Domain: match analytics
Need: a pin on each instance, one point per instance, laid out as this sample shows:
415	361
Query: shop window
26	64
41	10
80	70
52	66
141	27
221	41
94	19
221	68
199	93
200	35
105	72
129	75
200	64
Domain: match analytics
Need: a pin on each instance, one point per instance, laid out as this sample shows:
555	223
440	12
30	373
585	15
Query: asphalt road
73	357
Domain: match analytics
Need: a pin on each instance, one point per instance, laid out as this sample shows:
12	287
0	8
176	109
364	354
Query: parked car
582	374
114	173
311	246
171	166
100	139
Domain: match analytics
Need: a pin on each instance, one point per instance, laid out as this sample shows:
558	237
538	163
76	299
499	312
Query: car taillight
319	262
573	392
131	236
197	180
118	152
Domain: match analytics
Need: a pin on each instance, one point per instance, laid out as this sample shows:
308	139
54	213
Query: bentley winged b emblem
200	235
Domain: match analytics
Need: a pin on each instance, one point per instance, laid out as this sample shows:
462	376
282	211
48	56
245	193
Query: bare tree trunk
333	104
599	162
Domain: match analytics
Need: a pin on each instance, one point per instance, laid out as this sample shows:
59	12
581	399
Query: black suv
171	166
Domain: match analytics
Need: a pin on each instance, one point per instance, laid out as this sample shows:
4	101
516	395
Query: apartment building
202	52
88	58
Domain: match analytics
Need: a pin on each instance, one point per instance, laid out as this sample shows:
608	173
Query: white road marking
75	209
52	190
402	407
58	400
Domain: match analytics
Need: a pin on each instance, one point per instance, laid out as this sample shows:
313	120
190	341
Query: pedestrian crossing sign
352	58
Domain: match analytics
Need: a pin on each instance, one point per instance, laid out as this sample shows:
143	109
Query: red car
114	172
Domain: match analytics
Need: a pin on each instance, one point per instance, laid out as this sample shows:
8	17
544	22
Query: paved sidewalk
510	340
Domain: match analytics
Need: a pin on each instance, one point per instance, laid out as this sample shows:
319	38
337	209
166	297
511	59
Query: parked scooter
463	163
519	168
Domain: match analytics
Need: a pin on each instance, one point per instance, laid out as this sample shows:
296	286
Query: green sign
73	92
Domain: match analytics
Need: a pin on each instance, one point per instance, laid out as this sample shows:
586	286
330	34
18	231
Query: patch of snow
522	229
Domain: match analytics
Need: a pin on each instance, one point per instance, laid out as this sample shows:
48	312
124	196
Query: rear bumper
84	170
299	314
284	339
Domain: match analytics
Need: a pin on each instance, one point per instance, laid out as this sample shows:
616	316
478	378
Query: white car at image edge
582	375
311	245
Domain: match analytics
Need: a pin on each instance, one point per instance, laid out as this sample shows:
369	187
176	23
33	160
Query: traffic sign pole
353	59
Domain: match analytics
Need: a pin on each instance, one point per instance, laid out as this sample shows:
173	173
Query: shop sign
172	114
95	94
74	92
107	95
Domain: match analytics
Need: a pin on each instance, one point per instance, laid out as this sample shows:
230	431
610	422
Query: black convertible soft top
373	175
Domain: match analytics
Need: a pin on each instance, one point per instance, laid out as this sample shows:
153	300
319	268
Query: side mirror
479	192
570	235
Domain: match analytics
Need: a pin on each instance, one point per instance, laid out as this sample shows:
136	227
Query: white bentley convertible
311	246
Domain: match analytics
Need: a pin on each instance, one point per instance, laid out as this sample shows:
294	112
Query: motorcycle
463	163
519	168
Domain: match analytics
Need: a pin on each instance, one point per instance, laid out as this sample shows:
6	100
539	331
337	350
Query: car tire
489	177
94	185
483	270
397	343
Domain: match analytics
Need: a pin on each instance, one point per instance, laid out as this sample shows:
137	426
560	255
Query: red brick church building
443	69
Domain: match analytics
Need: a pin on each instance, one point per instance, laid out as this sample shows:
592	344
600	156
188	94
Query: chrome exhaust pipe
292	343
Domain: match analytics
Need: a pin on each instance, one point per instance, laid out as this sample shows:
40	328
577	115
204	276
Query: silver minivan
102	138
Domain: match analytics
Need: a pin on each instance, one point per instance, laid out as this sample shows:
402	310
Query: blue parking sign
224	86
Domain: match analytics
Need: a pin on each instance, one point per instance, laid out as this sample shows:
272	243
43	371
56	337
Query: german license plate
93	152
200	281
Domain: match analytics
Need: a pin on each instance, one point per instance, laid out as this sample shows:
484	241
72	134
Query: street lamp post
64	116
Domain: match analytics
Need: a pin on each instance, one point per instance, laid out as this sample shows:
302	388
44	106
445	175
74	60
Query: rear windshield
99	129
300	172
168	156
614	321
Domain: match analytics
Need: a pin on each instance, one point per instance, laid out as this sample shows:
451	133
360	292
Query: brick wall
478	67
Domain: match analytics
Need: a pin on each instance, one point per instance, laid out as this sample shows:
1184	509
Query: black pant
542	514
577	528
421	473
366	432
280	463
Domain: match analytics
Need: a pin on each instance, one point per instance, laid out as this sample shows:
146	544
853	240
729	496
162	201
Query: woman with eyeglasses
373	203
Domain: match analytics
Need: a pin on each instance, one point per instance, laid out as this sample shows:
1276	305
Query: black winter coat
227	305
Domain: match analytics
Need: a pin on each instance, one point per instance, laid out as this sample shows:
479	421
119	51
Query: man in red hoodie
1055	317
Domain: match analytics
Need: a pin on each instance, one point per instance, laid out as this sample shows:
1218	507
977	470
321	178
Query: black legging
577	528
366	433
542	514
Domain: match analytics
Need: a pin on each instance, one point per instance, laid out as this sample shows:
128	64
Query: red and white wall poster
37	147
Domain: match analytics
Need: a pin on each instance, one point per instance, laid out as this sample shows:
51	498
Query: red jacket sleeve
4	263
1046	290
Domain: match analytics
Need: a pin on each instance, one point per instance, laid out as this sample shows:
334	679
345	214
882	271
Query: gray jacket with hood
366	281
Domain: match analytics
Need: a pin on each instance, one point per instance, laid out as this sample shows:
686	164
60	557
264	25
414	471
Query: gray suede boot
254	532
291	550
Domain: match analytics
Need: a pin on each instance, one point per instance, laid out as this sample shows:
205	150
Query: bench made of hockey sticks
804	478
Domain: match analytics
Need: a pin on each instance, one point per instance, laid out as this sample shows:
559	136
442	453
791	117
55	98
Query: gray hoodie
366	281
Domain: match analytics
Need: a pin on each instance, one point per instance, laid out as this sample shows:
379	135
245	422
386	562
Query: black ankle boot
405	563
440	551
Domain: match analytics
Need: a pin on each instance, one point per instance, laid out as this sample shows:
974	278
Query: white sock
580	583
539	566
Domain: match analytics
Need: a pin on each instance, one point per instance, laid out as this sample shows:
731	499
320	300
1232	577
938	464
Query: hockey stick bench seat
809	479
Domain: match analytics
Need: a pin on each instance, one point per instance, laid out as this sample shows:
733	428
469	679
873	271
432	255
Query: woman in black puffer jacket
****************************************
◆ What you are asked to do
Repeat each record exactly, leaving nothing out.

◆ Finished exercise
Domain: match analytics
Need: a pin on each instance, one point per instance, laid out as this sample shows:
415	361
Query: shop window
26	64
41	10
80	70
52	66
141	27
221	41
94	19
221	68
199	93
200	35
105	72
129	75
200	64
Domain: match analytics
Need: a pin on each instance, one point per instance, laid out as this sample shows:
555	223
440	12
30	373
585	15
Query: asphalt road
73	357
Domain: match analytics
Need: a pin on each instance, one point per instance, laid out as this sample shows:
12	287
0	8
176	109
364	354
Query: parked car
582	374
114	173
311	246
171	166
100	139
Domain: match analytics
Need: a pin on each instance, one point per instance, laid out as this sample shows:
558	237
538	163
76	299
499	312
Query: car taillight
319	262
573	392
131	236
197	180
118	152
Domain: match analytics
Need: a pin on each instance, one point per instance, laid out as this sample shows:
308	139
54	213
Query: bentley winged b emblem
200	235
Domain: match analytics
Need: a pin on each instance, one point per instance, laid out as this sample shows:
462	376
282	211
48	56
245	193
Query: bare tree trunk
333	104
599	162
Domain: match analytics
Need: a pin on each instance, one point per instance, laid out as this sample shows:
59	12
581	399
Query: black suv
171	166
Domain: match analytics
Need: a pin on each instance, one point per instance, laid out as this sample shows:
4	101
516	395
Query: apartment building
202	52
88	58
Domain: match analytics
Need: a pin on each instance, one point per instance, laid out as this sample shows:
608	173
Query: white road marking
75	209
52	190
402	407
58	400
Domain: match analytics
Need: a pin on each instance, one point per instance, laid out as this sample shows:
313	120
190	341
Query: pedestrian crossing sign
352	58
Domain: match analytics
Need: a pin on each instance, one point per instance, laid out as this sample shows:
143	109
Query: red car
114	172
Domain: match analytics
Need: a pin on each instance, one point per instance, laid out as this sample shows:
8	17
544	22
Query: paved sidewalk
510	340
Domain: match analytics
Need: a pin on each instance, one point per instance, laid out as this sample shows:
319	38
337	209
166	297
511	59
Query: parked scooter
463	163
519	168
Domain: match analytics
Need: a pin on each instance, one point per instance, laid out as this sample shows:
296	286
Query: green sign
73	92
Domain: match analytics
Need: a pin on each instance, one point per instance, laid out as this sample shows:
586	286
330	34
18	231
Query: patch of snow
522	229
Domain: match analytics
Need: a pin on each instance, one point per instance, laid out as this sample shows:
48	312
124	196
Query: rear bumper
84	170
299	314
284	339
Domain: match analytics
Need: a pin on each instance, one point per instance, laid out as this sample shows:
616	316
478	378
Query: white car at image edge
582	375
311	245
Domain: match analytics
Need: a pin on each instance, one point per instance, laid out as this sample shows:
369	187
176	23
33	160
Query: traffic sign pole
353	59
Domain: match analytics
Need: a pin on each instance, one point per instance, laid out as this sample shows:
173	173
Query: shop sign
172	114
95	94
74	92
107	95
Domain: match analytics
Need: a pin on each instance, one point per instance, laid out as this sample shows:
230	431
610	422
Query: black convertible soft top
373	175
Domain: match analytics
Need: a pin on each instance, one point per instance, laid out as this sample shows:
153	300
319	268
Query: side mirror
479	192
570	235
Domain: match analytics
Need: a pin on each instance, one point per instance, laid out as this sample shows:
136	227
Query: white bentley convertible
311	246
Domain: match analytics
Need: a pin on each instance, one point per instance, laid out as this sample shows:
294	112
Query: motorcycle
463	163
519	168
Domain: match analytics
Need: a pin on each instance, one point per instance, laid out as this sample shows:
6	100
539	331
337	350
Query: car tire
489	177
94	185
483	270
397	343
Domain: match analytics
Need: a pin on each instance, one point per instance, laid out as this sample shows:
137	426
560	255
Query: red brick church building
443	69
Domain: match analytics
Need: a pin on each instance, one point per instance, laid out as this sample shows:
592	344
600	156
188	94
Query: chrome exhaust pipe
292	343
Domain: match analytics
Need: a pin on each instance, one point per instance, laid out as this sample shows:
40	328
577	115
204	276
Query: silver minivan
102	138
Domain: match analytics
Need: a pin on each instance, one point per instance, laid out as this sample shows:
402	310
Query: blue parking sign
224	86
Domain: match analytics
Need: a pin on each instance, one point per instance, laid out as this sample shows:
272	243
43	371
56	337
Query: german license plate
93	152
200	281
Domain: match analytics
Need: a pin on each instance, one point per instance, laid out as this sample shows:
484	241
72	134
Query: street lamp post
64	116
Domain: match analytics
Need: a pin on each instance, one point per instance, laid out as this sample shows:
302	388
44	106
445	175
74	60
Query: rear windshield
99	129
300	172
168	156
614	321
Domain: match analytics
Need: a pin on each instance, one point per instance, laid out as this sample shows:
451	133
360	292
Query: brick wall
478	67
Domain: match analytics
Need: a pin on each instance, one point per instance, laid out as this sample shows:
1184	509
Query: black pant
542	514
577	528
421	473
366	432
280	463
Domain: match analytics
Need: a pin on each instance, one point per instance, laid out as this sample shows:
146	544
853	240
729	496
162	201
Query: woman with eyeglasses
373	203
Domain: match analytics
Need: a pin on each instance, one point per instance, laid out as this sample shows:
1276	305
Query: black winter coat
227	305
Domain: match analytics
Need: a pin on each instance, one point per instance, laid out as this sample shows:
479	421
119	51
Query: man in red hoodie
1055	317
Domain: match analytics
Need: a pin on each instance, one point per instance, laid out as this sample shows:
1218	507
977	470
321	178
Query: black legging
577	528
366	433
542	514
Domain: match analytics
Need: a pin on each instance, one point per instance, laid out as this sample shows:
128	64
Query: red and white wall poster
37	147
Domain: match analytics
Need: a pin on each instance, one point per instance, laid out as this sample shows:
51	498
Query: red jacket sleeve
4	263
1046	290
Domain: match analytics
Need: a pin on each instance, one point per instance, laid out as this sample shows:
334	679
345	214
882	271
Query: gray jacket with hood
366	281
Domain: match analytics
Need: a pin on each instance, one point per instance, laid out as this sample shows:
686	164
60	557
264	25
414	471
Query: gray suede boot
254	532
291	550
Domain: match analytics
Need: a pin on each instance, one point per instance, laid out as this sample shows:
205	150
Query: bench made of hockey sticks
804	478
Domain: match analytics
Need: a pin on each instance, one point per instance, laid out as this sample shows:
559	136
442	453
791	117
55	98
Query: gray hoodie
366	281
Domain: match analytics
Need: a pin on each instance, one point per instance, laid out as this sample shows:
379	135
245	422
386	562
Query: black ankle boot
405	563
440	551
Domain: match analytics
Need: a pin on each instance, one point per instance, laid out as this sample shows:
974	278
Query: white sock
580	583
539	566
Domain: match analytics
Need: a pin on each instance, one point per instance, laid out as this sample shows:
731	499
320	300
1232	577
938	464
Query: hockey stick bench seat
809	479
Domain: match analytics
Need: a pin on each instance, one point per instance, laid out as this sample shows:
733	428
469	679
873	271
432	255
Query: woman in black puffer jacket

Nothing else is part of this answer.